- _Action item 1_: Rewrite the passage on antibody gene delivery from "Antibodies are immune" up to and including "a potential alternative.", putting "regular" in place of "periodic".
- _Action item 2_: Continue the report on the NIH antibody-gene trial from where it stops.

- _Text segment_:
┄┄┄┄┄┄┄┄┄┄┄┄┄┄┄┄┄┄┄┄

A new approach to direct the body to make a specific antibody against HIV led to sustained production of that antibody for more than a year among participants in a National Institutes of Health (NIH) clinical trial.
The drug-delivery technology uses a harmless virus to deliver an antibody gene into human cells, enabling the body to generate the antibody over an extended time. With further development, such a strategy could be applied to prevent and treat a wide variety of infectious diseases, according to the study investigators.
Researchers from NIH's National Institute of Allergy and Infectious Diseases (NIAID) reported the findings on March 9 in an oral presentation at the 2020 Conference on Retroviruses and Opportunistic Infections.
Antibodies are immune system proteins that help prevent or clear infections. Traditional vaccines induce the immune system to generate protective antibodies. Another approach to preventing infections is to deliver monoclonal antibodies—preparations of a specific antibody designed to bind to a single target—directly into people. Monoclonal antibodies also are used therapeutically, with many already approved for treating cancer, autoimmune diseases and other conditions and others being evaluated for treatment of infectious diseases, such as Ebola virus disease.
Administering proteins to people requires periodic injections or infusions to retain protective or therapeutic levels, which can be challenging, particularly in resource-limited settings. Delivery of antibody genes using a virus as a carrier, or vector, offers a potential alternative.
"Monoclonal antibodies hold enormous promise for preventing and treating both established and emerging infectious diseases," said NIAID Director Anthony S. Fauci, M.D. "Novel delivery platforms such as viral vectors could facilitate the future development and deployment of antibody-based prophylaxis and therapy, and these findings are a promising first step in that direction."

┄┄┄┄┄┄┄┄┄┄┄┄┄┄┄┄┄┄┄┄

- _Data extracts_:
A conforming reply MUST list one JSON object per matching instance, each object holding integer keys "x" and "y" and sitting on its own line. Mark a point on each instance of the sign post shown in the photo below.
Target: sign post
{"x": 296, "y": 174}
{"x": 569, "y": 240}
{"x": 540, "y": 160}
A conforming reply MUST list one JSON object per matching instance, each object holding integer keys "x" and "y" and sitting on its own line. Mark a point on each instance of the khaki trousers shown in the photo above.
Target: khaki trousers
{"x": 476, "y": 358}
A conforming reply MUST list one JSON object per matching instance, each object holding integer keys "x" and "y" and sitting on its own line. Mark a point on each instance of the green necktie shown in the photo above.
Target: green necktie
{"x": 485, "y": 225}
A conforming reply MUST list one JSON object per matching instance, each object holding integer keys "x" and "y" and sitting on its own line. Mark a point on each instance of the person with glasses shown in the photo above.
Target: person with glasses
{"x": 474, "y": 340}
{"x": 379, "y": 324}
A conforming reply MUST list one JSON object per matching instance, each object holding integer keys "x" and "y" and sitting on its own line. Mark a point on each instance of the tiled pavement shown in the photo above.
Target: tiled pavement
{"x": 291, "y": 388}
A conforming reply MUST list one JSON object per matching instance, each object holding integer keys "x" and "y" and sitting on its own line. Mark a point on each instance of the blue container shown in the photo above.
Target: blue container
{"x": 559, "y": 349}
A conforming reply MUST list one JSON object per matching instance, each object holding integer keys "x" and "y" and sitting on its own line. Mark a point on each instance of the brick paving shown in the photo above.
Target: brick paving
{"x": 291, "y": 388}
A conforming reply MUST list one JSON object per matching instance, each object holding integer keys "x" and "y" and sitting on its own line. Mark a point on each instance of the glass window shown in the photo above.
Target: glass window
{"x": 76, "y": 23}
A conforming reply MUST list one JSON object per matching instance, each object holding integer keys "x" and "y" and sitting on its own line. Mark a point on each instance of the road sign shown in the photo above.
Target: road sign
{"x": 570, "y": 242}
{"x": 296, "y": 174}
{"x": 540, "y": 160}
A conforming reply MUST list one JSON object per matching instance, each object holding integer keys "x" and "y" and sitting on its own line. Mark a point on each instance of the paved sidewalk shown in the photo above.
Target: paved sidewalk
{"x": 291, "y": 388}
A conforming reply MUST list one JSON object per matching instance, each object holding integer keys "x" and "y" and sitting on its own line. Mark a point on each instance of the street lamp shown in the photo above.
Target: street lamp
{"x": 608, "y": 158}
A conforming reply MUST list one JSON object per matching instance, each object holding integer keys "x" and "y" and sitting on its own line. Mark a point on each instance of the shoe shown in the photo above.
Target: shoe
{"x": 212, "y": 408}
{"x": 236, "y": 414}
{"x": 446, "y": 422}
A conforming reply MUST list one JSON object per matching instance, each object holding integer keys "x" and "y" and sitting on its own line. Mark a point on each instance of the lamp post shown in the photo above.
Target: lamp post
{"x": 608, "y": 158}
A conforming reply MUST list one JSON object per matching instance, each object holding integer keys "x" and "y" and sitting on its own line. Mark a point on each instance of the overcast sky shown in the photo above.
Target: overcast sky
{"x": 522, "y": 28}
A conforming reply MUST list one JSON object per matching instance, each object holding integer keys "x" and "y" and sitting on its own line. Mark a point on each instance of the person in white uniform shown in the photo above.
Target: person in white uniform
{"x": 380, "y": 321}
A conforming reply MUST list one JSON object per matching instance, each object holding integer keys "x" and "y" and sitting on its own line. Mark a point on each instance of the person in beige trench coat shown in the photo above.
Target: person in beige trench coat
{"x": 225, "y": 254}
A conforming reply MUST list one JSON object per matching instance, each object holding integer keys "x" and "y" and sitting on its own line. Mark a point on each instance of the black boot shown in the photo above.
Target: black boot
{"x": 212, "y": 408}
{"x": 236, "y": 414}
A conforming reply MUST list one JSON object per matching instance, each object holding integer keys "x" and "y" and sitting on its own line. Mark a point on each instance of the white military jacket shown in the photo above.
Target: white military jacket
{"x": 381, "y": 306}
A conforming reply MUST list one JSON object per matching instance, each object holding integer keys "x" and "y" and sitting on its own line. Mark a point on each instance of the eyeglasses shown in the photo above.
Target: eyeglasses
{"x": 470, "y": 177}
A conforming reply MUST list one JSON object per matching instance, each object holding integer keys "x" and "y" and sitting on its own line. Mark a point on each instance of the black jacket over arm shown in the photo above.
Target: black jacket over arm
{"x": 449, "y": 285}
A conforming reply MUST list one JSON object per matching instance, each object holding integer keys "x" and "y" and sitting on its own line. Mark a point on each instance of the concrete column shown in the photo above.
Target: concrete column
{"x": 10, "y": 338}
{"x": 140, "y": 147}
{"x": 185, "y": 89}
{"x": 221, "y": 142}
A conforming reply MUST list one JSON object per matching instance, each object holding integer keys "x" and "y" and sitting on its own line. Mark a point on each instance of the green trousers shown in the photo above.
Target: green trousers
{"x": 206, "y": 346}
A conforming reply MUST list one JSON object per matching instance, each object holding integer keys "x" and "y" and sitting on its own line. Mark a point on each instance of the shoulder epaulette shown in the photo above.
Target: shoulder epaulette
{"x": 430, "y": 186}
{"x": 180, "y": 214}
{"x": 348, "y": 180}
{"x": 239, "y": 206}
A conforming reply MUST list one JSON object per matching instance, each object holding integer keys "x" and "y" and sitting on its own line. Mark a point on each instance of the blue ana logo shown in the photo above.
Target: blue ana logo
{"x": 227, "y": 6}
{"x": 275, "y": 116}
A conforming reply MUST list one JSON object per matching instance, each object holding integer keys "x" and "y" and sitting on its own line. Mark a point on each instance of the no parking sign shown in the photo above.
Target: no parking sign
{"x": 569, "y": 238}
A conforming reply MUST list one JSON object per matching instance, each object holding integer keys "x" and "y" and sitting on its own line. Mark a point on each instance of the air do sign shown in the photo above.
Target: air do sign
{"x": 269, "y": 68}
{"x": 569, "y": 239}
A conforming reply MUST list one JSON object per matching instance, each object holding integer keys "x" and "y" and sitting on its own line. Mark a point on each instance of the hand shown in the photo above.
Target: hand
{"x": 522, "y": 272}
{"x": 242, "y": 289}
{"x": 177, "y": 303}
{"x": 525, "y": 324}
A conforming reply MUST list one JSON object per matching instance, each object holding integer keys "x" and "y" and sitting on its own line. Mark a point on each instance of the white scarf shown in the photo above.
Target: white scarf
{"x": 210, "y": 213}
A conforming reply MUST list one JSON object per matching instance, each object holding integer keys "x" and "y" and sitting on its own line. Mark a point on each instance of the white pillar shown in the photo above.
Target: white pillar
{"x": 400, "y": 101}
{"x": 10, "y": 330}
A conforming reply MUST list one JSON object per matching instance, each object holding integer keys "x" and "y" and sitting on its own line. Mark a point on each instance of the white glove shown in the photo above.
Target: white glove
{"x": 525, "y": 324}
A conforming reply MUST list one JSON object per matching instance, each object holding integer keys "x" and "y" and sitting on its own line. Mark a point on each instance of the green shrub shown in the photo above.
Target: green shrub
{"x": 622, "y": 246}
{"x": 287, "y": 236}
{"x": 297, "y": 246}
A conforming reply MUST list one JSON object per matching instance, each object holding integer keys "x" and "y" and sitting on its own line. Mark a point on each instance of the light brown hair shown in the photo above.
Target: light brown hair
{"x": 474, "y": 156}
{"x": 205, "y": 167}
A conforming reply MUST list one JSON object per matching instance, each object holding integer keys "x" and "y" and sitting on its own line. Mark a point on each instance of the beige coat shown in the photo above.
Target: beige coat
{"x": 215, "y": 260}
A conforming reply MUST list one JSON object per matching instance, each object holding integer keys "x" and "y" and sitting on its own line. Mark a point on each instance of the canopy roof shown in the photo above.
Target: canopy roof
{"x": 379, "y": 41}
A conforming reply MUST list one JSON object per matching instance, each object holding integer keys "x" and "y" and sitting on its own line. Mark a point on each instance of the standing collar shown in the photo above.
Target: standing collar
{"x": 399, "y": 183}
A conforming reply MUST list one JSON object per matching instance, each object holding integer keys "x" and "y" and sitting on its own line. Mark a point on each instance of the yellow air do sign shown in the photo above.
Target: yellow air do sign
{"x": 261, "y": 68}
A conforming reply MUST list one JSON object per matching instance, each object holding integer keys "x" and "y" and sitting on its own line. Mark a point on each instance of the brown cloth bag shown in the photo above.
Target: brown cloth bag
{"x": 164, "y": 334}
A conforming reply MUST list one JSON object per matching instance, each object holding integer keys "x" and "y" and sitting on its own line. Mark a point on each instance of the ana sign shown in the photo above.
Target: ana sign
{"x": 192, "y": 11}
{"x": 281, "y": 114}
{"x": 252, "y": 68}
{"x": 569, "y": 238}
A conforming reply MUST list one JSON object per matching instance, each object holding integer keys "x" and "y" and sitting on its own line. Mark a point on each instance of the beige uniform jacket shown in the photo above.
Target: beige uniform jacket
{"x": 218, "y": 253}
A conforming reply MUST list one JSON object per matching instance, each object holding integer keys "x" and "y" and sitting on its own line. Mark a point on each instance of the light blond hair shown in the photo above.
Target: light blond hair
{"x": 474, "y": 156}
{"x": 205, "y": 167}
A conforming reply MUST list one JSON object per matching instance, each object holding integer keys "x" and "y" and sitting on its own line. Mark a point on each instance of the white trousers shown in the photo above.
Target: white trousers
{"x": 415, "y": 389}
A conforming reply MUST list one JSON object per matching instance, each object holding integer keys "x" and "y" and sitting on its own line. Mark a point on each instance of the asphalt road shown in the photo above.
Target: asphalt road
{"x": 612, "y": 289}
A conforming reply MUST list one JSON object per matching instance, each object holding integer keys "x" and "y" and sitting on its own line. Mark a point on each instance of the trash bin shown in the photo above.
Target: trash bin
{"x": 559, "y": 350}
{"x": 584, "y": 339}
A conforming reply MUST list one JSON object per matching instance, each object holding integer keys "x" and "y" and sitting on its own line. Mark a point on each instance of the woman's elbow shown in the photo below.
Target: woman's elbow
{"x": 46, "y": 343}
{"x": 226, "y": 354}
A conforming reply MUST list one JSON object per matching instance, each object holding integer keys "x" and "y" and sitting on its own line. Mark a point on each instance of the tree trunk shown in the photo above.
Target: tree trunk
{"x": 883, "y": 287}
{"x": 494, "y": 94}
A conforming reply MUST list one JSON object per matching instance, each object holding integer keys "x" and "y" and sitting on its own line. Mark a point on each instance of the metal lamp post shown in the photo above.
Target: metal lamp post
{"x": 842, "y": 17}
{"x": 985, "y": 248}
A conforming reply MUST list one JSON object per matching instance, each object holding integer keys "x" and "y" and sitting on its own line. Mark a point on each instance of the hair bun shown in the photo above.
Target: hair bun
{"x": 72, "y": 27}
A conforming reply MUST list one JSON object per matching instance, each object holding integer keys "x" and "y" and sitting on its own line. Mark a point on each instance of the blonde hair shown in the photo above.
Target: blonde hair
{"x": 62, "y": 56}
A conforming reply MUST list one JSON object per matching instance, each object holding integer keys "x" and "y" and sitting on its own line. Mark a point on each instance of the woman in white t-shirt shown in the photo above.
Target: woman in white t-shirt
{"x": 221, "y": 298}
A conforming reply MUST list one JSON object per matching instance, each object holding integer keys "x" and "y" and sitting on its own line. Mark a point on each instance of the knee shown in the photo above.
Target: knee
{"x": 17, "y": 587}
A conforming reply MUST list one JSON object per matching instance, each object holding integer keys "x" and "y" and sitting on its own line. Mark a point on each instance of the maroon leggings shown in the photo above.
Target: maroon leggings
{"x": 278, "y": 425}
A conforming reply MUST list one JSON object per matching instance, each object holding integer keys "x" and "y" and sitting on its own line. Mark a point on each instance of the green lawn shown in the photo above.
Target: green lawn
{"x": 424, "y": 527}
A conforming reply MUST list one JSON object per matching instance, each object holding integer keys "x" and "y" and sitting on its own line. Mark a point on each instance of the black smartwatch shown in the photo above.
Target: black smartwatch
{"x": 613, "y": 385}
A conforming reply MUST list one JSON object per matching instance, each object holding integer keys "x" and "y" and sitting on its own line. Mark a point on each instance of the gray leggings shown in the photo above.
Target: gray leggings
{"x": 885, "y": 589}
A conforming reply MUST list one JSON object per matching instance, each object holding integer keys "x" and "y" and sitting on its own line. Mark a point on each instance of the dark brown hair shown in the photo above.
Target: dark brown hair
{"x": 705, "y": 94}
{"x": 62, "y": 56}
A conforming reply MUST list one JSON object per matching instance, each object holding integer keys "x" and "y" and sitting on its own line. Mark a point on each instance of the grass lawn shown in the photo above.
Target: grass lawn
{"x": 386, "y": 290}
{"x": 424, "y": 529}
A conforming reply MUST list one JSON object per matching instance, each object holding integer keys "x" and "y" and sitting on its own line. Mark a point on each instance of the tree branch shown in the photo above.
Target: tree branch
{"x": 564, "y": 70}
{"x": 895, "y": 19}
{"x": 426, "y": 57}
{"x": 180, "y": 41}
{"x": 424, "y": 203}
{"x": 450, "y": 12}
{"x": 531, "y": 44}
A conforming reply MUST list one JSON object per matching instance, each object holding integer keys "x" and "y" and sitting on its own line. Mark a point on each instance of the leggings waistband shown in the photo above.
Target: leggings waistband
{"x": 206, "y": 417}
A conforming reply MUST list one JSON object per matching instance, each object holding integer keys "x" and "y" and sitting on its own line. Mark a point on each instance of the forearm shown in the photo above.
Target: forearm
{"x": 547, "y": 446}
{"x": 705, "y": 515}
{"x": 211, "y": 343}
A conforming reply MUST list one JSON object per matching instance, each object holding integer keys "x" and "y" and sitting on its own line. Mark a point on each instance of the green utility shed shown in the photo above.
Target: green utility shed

┄┄┄┄┄┄┄┄┄┄┄┄┄┄┄┄┄┄┄┄

- _Answer box 1_:
Antibodies are immune system proteins that help prevent or clear infections. Traditional vaccines induce the immune system to generate protective antibodies. Another approach to preventing infections is to deliver monoclonal antibodies—preparations of a specific antibody designed to bind to a single target—directly into people. Monoclonal antibodies also are used therapeutically, with many already approved for treating cancer, autoimmune diseases and other conditions and others being evaluated for treatment of infectious diseases, such as Ebola virus disease.
Administering proteins to people requires regular injections or infusions to retain protective or therapeutic levels, which can be challenging, particularly in resource-limited settings. Delivery of antibody genes using a virus as a carrier, or vector, offers a potential alternative.

- _Answer box 2_:
The drug-delivery system developed by scientists at NIAID's Vaccine Research Center (VRC) uses adeno-associated virus serotype 8 (AAV8) to deliver an antibody gene. AAVs—small viruses that do not cause disease in humans—have proven to be safe, well-tolerated vectors for gene therapy.
Building on this preclinical work, researchers designed a Phase 1 clinical trial known as VRC 603. It aims to assess the safety and tolerability of an AAV8 vector carrying an anti-HIV antibody gene in adults living with well-controlled HIV, and to evaluate whether it could cause human cells to produce the antibody. The vector carries the gene for an anti-HIV monoclonal antibody called VRC07, which was originally isolated from the blood of a person with HIV.
Study participants have not experienced any major side effects due to AAV8-VRC07. Some volunteers experienced transient mild tenderness at the injection site or mild muscle pain.
Administration of monoclonal antibody-based therapies sometimes results in a person's immune system developing antibodies against the therapy. Only three of the eight VRC 603 participants developed antibodies against VRC07; it is not yet clear whether these anti-drug antibodies could reduce VRC07's ability to neutralize HIV. The VRC 603 participants' HIV was kept under control with continued antiretroviral therapy during the trial.